* [EXTRACTED TEXT]:
++++++++++

** Please be advised, this article discusses suicide and suicidal ideation, which some readers may find triggering. If you or someone you care about is having thoughts of suicide or self-harm, call the free, 24-hour U.S. National Suicide Prevention Lifeline at 800-273-TALK (8255).
You never know how far you can extend until you stretch. This August will be seven years since I was stretched—and just like an over-blown balloon, reality popped right before me.
Being diagnosed at age 25 with bipolar disorder disrupted my entire life. At the time, I was working as a caretaker and companion for a 17-year-old boy with the complex genetic disorder Prader-Willi syndrome, a role that proved both challenging and fulfilling. While I grew to love this young person in my care, there was a part of me that felt I wasn’t living out my dream—or applying my expensive mass communications degree.
After I came home from a family vacation with a body full of no-see-um insect bites, a doctor prescribed me a high dosage of the anti-inflammatory medicine prednisone. By day two on the drug, I felt as if electricity was flowing through my body. Voices of chaos flooded my ears on day three, and by day four I had attempted suicide by drowning myself in the bathtub, which landed me in the emergency room. (The suicide attempts felt more like a sacrificial-lamb attempt for the greater good of my family than an actual act of ending my life. At the time, I felt that God had chosen me to save my family and rid us of all hardships and hurt.)
You’d think getting admitted into a behavioral health hospital would be a terrifying experience, but I saw it as God placing me there to help people. I spoke to and befriended everyone with love, listened to everyone’s story, shared mine, and acted out when I felt I wasn’t being heard. While there, I was placed on Risperdal (risperidone), an antipsychotic. The drug did not cause my mania to subside. Instead, I floated somewhere between a medium state of sanity and manic bliss.
Coming Back to Myself, With Some Help
After trying several different medications for almost three months, I arrived at the perfect prescription with Latuda (lurasidone)—finally, I didn’t feel like a tranquilized horse. With the fog lifted, the realization of my actions overwhelmed me as I thought of all of the people who love me and how my death would have affected them, particularly my nieces and nephews. You see, mania is tricky like that: You are on such a high that something as serious as attempting to kill yourself feels good—that’s one of the reasons mania is so dangerous. You have no real sense of reality; every idea is brilliant, every action is careless. But in life, every decision counts.

++++++++++

* [QUESTIONS]:
1. List every medication the essay on living with bipolar disorder names.
2. Repeat the passage of the essay on living with bipolar disorder between "After I came" and "hardships and hurt.)", inclusive.

++++++++++

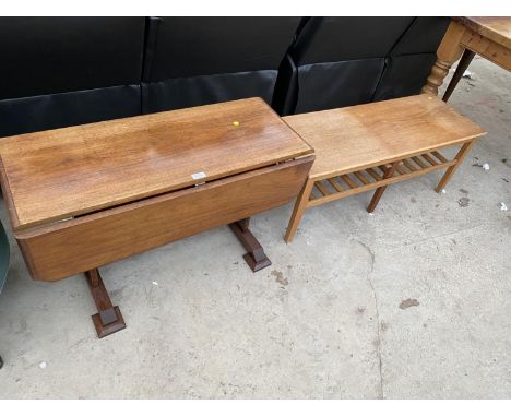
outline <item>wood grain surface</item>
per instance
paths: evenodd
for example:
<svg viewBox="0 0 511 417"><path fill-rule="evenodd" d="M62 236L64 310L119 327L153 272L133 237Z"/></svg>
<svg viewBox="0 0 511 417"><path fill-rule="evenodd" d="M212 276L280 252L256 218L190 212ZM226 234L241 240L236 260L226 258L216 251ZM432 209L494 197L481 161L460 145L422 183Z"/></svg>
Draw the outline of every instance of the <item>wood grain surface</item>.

++++++++++

* [SOLUTIONS BY TASK]:
1.
prednisone
Risperdal (risperidone)
Latuda (lurasidone)

2.
After I came home from a family vacation with a body full of no-see-um insect bites, a doctor prescribed me a high dosage of the anti-inflammatory medicine prednisone. By day two on the drug, I felt as if electricity was flowing through my body. Voices of chaos flooded my ears on day three, and by day four I had attempted suicide by drowning myself in the bathtub, which landed me in the emergency room. (The suicide attempts felt more like a sacrificial-lamb attempt for the greater good of my family than an actual act of ending my life. At the time, I felt that God had chosen me to save my family and rid us of all hardships and hurt.)